[[ PROVIDED RECORDS open ]]

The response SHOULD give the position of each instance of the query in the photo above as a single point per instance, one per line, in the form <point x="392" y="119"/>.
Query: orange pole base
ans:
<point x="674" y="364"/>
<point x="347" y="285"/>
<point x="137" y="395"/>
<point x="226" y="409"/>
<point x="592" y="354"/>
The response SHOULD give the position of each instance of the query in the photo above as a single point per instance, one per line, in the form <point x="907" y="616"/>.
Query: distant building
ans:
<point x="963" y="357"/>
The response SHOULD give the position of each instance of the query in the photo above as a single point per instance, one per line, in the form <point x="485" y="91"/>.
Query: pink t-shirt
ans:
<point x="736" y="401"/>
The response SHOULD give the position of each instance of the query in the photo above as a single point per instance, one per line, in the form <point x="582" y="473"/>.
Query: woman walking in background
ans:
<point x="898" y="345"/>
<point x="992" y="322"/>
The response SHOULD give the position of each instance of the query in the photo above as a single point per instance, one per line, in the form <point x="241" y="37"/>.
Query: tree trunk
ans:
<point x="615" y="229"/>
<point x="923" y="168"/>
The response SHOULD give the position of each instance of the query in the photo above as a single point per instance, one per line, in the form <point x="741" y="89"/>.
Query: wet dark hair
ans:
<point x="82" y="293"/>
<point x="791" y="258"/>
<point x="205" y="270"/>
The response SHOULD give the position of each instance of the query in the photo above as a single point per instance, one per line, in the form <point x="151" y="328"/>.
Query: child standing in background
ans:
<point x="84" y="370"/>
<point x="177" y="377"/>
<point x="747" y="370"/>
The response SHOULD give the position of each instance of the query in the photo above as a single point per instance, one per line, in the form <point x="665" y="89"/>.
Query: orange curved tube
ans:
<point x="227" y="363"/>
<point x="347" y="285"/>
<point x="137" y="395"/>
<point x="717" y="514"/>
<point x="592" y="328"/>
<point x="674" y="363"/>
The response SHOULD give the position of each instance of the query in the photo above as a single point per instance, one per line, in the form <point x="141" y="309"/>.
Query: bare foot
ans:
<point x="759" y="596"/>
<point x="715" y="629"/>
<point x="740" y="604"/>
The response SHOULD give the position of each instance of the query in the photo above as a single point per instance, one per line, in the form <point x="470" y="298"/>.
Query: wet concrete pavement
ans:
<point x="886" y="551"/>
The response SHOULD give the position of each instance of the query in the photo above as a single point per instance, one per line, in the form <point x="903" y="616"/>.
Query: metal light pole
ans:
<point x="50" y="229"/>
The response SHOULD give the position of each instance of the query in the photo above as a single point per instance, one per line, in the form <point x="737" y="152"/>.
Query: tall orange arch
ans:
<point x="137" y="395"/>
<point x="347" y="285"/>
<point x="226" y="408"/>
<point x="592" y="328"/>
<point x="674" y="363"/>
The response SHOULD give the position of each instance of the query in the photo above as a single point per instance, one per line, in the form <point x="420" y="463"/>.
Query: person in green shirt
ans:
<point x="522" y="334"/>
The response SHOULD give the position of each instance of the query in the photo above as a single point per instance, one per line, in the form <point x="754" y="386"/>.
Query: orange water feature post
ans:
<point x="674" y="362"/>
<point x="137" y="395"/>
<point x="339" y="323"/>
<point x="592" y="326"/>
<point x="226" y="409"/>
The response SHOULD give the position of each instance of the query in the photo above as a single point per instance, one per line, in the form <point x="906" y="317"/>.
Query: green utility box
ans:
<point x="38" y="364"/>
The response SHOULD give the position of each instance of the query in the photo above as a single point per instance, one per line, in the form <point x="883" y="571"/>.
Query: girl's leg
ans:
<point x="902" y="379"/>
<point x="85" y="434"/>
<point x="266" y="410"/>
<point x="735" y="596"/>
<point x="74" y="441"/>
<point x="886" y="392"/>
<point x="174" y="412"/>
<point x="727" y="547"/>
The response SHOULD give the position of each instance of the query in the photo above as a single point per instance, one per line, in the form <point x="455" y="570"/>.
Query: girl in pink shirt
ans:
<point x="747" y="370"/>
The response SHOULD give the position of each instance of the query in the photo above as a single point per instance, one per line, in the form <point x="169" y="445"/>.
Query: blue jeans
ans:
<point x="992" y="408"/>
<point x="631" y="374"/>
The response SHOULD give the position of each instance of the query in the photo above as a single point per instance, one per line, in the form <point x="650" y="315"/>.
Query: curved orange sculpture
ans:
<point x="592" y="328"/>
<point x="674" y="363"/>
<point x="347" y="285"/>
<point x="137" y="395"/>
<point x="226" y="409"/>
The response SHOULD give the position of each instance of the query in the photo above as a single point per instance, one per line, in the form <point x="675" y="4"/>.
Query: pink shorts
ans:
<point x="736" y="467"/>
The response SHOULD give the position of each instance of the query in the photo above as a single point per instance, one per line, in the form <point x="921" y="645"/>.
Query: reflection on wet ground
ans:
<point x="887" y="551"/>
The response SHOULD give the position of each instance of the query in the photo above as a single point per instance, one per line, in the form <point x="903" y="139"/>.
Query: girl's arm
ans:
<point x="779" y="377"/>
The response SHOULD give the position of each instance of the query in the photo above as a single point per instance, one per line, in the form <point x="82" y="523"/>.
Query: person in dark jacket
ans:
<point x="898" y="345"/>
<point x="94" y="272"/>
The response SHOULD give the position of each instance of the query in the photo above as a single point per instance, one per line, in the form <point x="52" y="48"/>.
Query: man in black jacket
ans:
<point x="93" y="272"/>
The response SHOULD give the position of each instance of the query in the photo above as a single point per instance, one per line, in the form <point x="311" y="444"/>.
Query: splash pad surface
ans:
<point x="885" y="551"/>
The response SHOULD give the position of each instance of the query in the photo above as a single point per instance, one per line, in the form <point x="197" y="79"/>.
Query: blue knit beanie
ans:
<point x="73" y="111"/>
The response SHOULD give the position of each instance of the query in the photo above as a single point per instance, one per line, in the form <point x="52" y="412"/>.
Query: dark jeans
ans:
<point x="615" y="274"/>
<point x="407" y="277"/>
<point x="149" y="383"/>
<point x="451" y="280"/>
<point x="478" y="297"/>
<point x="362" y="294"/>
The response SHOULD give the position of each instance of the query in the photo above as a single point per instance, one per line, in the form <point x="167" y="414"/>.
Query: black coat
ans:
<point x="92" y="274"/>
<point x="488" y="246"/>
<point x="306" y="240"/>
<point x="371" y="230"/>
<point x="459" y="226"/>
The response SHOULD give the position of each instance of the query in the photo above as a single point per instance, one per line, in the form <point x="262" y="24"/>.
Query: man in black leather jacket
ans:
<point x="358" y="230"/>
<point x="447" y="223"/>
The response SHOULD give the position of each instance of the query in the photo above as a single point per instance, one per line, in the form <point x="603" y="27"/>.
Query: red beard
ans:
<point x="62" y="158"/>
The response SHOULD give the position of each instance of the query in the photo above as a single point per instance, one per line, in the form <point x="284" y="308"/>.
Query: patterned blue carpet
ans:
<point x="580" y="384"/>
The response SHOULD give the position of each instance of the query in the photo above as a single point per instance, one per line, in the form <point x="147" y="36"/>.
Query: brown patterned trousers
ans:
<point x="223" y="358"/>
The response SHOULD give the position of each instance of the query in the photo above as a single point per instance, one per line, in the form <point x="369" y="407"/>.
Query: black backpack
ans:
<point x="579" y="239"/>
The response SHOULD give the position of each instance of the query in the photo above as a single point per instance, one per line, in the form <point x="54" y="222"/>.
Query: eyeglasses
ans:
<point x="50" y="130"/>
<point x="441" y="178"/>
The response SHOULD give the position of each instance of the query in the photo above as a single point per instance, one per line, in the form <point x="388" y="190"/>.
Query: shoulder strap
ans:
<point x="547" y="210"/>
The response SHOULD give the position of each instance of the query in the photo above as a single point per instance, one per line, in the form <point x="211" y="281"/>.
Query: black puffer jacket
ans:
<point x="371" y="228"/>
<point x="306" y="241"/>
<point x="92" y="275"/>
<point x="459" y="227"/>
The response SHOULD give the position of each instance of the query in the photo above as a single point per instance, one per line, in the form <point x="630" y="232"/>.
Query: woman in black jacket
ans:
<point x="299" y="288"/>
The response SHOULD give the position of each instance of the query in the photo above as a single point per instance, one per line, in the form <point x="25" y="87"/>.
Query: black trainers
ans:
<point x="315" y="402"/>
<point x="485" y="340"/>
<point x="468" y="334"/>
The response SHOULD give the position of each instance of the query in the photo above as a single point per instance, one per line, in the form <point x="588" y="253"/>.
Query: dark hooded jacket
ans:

[[ PROVIDED RECORDS closed ]]

- _PROBLEM DETAILS_:
Read through the data and copy every line where "black" shows up.

- _REPLY TO THE EXERCISE_:
Query: man in black jacket
Query: black coat
Query: man in black leather jacket
Query: black backpack
Query: black puffer jacket
Query: woman in black jacket
Query: black trainers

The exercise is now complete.